======== TEXT SECTION ========

Chetan Dube, AI pioneer and founder and chief executive of Quant, explains how to future-proof patient care with agentic AI.
Artificial intelligence is no longer only a back-end tool for scheduling, billing, or scanning X-rays. Agentic AI is poised to change the world of healthcare more rapidly and positively than any technology before. In fact, 68% of healthcare businesses are already using agentic AI in some form. The advantage agentic systems have over all other versions of AI is that rather than waiting for human instructions, they can take initiative, reason through complex tasks, and act on their own within defined limits.
Agentic AI systems are designed to behave like a capable medical assistant. They can monitor patients, anticipate needs, coordinate care, and even draft clinical notes. The goal isn’t to replace doctors or nurses, but to free them from the constant administrative load and help them focus on maximising patient care.
The current climate is one of rising costs, workforce shortages, and ageing populations. This puts hospitals and clinics under extraordinary pressure to deliver more care with fewer people. Agentic AI offers a solution by enhancing human decision-making and making healthcare systems more adaptive, efficient, and resilient. There are four areas in which agentic AI provides immediate help to future-proof patient care.
Proactive patient monitoring
Traditional patient monitoring systems collect data points like heart rate, oxygen levels and glucose readings, but rely on humans to interpret the results. Agentic AI can continuously review vital signs, lab results, or wearable device data, and then act on what it finds. If a patient’s blood oxygen drops, for instance, the AI can alert a nurse, cross-check recent medications, and even schedule an immediate assessment.
That kind of real-time monitoring can catch problems before they become emergencies. For patients with chronic conditions, early intervention prevents complications, shortens hospital stays and lowers costs. This is a win-win for both patients and providers.

======== EXTRACTED DATA ========

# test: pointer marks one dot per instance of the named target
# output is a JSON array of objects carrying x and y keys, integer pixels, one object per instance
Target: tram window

========
======== EXTRACTED DATA ========

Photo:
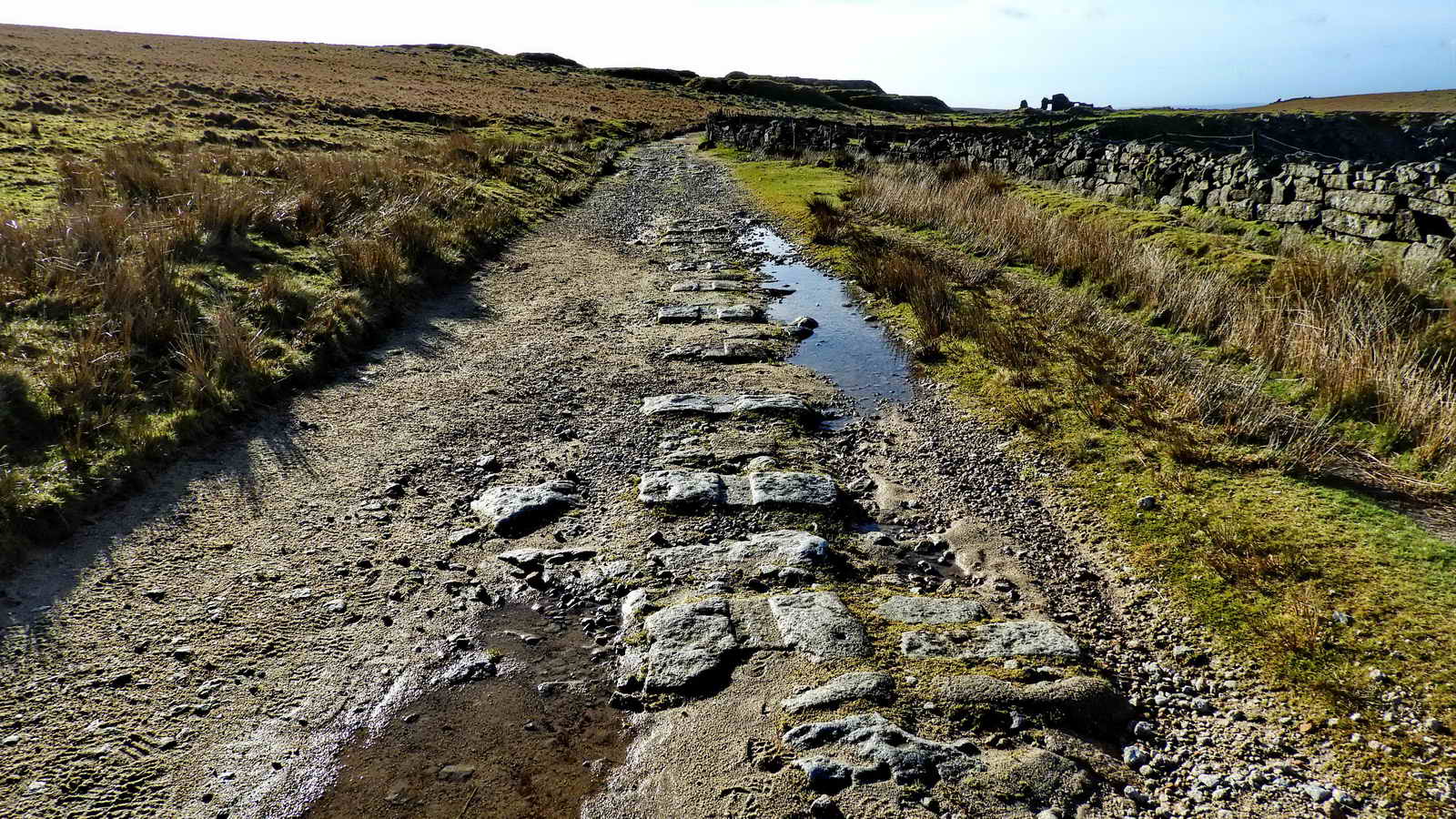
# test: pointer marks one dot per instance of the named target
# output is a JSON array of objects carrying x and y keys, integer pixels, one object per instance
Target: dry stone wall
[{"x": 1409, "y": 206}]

========

=== PROBLEMS AND TASKS ===
A. According to the agentic AI article, what percentage of healthcare businesses already use agentic AI in some form?
B. Write the next part of the agentic AI article, picking up right after its final sentence.
The entries were drawn from a source separate from the agentic AI article.

=== OUTPUTS BY TASK ===
A. 68%

B.
Fragmentation in healthcare has always been an issue for both providers and patients. One patient seeking a treatment or cure could have to visit multiple specialists, then undergo lab tests, and even more follow-up visits. Each of these stops on the journey would be managed by different teams using different systems. Agentic AI can coordinate across those silos, automatically updating records, scheduling appointments, and ensuring that everyone involved has the right information at the right time.
Agentic removes the chance of a provider or patient missing a call, text, fax, email, or chat message and makes the process simple. This results in fewer delays, fewer errors and less friction for both patients and staff.
Personalised treatment support
A staggering example of how agentic AI can create more precise and effective personalised care is taking place at Memorial Sloan Kettering Cancer Center in Manhattan. Its researchers have collected and preserved detailed patient records going back over 100 years. That data, originally gathered for clinical purposes, has become a cornerstone of the centre’s modern research strategy. Every cancer case offers new insights not only into the individual patient but into the disease itself, how it mutates, spreads and responds to treatment.
The scale of this information is staggering. Every human genome contains roughly three billion base pairs, equivalent to about 30 gigabytes of raw data. To analyse just four genomes for a single research project requires about a petabyte of storage. Identifying a single mutation or understanding a particular protein behaviour demands massive computational power.
“Without the power of computing and AI, it’s just too much for individual researchers to do,” said Tsvi Gal, chief technology officer and head of enterprise technology services there.
Knowing that even the best researched care plans often need to adapt in real time, having this type of data at the ready is revolutionary. Agentic AI can analyse the current patient, and then compare their data to all of the data from the past century, and recommend personalised treatment options that can be modified based on how similar patients responded to the same therapy.
This kind of adaptive intelligence helps physicians make more informed decisions, especially in complex cases. Over time, it can turn every hospital into a “learning system,” where each new patient encounter improves care for the next.

Reducing administrative burden
In 2024, physicians in the US worked on average 57.8 hours a week. Of those hours, only 27.2 were direct patient care. They averaged 13 hours on order entry, documentation, test results and referrals, and another 7.3 hours on admin tasks like prior authorisation, insurance forms and meetings. Agentic AI can potentially remove 20 hours of work from a doctor’s plate.
By cutting administrative work, hospitals can address one of the main drivers of clinician burnout while improving billing accuracy and cash flow. It’s one of the few technologies that simultaneously helps both caregivers and revenue.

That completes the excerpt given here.